───── 本文抜粋

統計の種類
医療統計学の臨床研究で使う統計には記述統計と推測統計がある。
記述統計=データの要約・事実の描写
推測統計=真の値の推定+検定
1、記述統計
記述統計はデータの特徴や傾向を把握するための記述統計法で、症例報告や院内データ分析など限られたでーた全体を整理・縮約する手法。現状(事実)を把握するために使う。一般性にはとぼしいが発見による仮説の提唱に応用できる。
例えば、C町で20位上の住人全員にコーヒーの摂取について調査したところ、次のような結果がでた。
コーヒーを毎日飲む | 700人 |
時々飲む | 1000人 |
全く飲まない | 300人 |
合計 | 2000人 |
この調査結果について、次のことが言える。
「C町の成人住人のうち35%がコーヒーを毎日飲み、50%が時々飲み、15%が全く飲まない。」
これは事実の描写である。ただし、あくまでもC町に関する事実であって、この結果が全国の値を反映しているかどうかは不明である。
2,推測統計
推測統計は、推定と検定によって一握りのデータから背後の普遍的な値を予測して仮説を検証する手法。実際の臨床研究では、全国・全世界の患者を調べるのは不可能なので、一部(標本)から全体を推測することになる。実際の研究データは事実だが、バイアスや偶然性による誤差が入り込んで真の値とは限らない。統計では標本データに基いて真の値を指定したり、信頼性を検定したりする。
推測統計=推定(真の値の予測)
+
検定 (推定値の検証)
①推定
我々が知りたいのは「真の値(普遍値)」だが、母集団(普遍)をすべて調査・研究をすることは、時間・労力・費用・倫理上不可能である。そこで、母集団から一部(標本)を抽出・選択し、その標本の「代表値(平均値・発症率など)」から、母集団の値(真の値)を縮約・予測する。これを推定という。

──────────
───── 掲載一覧

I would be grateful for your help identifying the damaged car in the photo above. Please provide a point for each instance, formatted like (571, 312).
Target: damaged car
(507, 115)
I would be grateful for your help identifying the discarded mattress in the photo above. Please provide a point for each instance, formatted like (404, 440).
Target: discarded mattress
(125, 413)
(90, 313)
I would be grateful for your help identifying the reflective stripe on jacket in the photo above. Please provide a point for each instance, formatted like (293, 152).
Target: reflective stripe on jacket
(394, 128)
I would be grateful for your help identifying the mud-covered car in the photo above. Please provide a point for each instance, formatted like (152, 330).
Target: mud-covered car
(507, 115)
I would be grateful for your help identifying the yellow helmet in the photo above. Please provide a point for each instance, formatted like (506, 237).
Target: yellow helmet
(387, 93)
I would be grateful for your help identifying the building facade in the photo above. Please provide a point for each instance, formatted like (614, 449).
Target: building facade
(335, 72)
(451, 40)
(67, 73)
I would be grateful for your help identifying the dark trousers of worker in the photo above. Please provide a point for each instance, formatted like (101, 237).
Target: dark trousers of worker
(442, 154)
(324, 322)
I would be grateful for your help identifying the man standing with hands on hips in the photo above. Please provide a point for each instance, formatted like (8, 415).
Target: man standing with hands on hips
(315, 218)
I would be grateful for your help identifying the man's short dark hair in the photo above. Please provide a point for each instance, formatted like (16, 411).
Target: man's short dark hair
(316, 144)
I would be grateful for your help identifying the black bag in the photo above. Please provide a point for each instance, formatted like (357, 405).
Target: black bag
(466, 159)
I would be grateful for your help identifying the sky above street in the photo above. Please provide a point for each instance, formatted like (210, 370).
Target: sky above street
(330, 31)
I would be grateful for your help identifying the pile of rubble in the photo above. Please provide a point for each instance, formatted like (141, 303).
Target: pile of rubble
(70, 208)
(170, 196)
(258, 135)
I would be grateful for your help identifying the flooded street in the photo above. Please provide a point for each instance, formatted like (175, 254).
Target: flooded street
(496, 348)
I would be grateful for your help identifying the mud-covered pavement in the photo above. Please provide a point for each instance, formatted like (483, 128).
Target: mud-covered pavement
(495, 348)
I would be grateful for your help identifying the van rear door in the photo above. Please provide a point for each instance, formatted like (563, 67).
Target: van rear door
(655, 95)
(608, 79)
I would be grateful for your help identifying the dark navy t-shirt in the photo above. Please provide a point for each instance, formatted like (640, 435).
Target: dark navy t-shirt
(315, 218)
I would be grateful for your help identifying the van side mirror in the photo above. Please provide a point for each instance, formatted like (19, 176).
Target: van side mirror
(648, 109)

──────────

**作業項目 1**
統計の種類の本文を、「コーヒーを毎日飲む | 700人」を含む箇所から書き始め、「推測統計=推定(真の値の予測)」まで書いたところで止めて、一字一句そのまま書き写してもらえますか。
**作業項目 2**
統計の種類の本文を、示された最後の文の後から書き継いでもらえますか。
この一覧は、統計の種類の本文とは関係がありません。

**解答例 1**
コーヒーを毎日飲む | 700人 |
時々飲む | 1000人 |
全く飲まない | 300人 |
合計 | 2000人 |
この調査結果について、次のことが言える。
「C町の成人住人のうち35%がコーヒーを毎日飲み、50%が時々飲み、15%が全く飲まない。」
これは事実の描写である。ただし、あくまでもC町に関する事実であって、この結果が全国の値を反映しているかどうかは不明である。
2,推測統計
推測統計は、推定と検定によって一握りのデータから背後の普遍的な値を予測して仮説を検証する手法。実際の臨床研究では、全国・全世界の患者を調べるのは不可能なので、一部(標本)から全体を推測することになる。実際の研究データは事実だが、バイアスや偶然性による誤差が入り込んで真の値とは限らない。統計では標本データに基いて真の値を指定したり、信頼性を検定したりする。
推測統計=推定(真の値の予測)

**解答例 2**
推定:標本の値から、母集団の値(真の値)を予測すること
例えば、「コーヒーを飲むと記憶力が上がる」という仮説を立てる。
この仮説が正しいかどうかを確かめるために、「コーヒーを飲む人のうちで記憶力が上がった人の人数」と、「コーヒー以外の飲み物を飲んで記憶力が上がった人の人数」とを比較する。前者が後者より多ければこの仮説は真実と考えられる。
しかし、この調査を世界や日本の全人口(母集団)について行うことは不可能である。そこで、調査対象を「C町の住人」などとして、そこから得たデータをもとに分析を行う。
記憶力アップ | アップなし | 全体 | % | |
コーヒー | 20 | 80 | 100 | 20÷100=20% |
コーヒ以外 | 10 | 90 | 100 | 10÷100=10% |
この結果から、次のことが言える。
「C町ではコーヒー嗜好者の記憶力アップは、非コーヒー嗜好者より高い。」
この記述が真実化どうかは、これだけではまだ判断できない。
②検定
C町のコーヒー嗜好者の記憶力アップが非嗜好者よりも高いからと言って、全国でも同じことが言えるとは限らない。C町のコーヒー嗜好者がたまたま記憶力がアップしただけかもしれない。
このように、標本(C町の住人)を選ぶ際の偶然性によって、データがばらつく可能性がある。そこで、偶然性による誤差に基いて、母集団における差や比の推定値の信頼性(再現性)を検証する作業を、検定と呼ぶ。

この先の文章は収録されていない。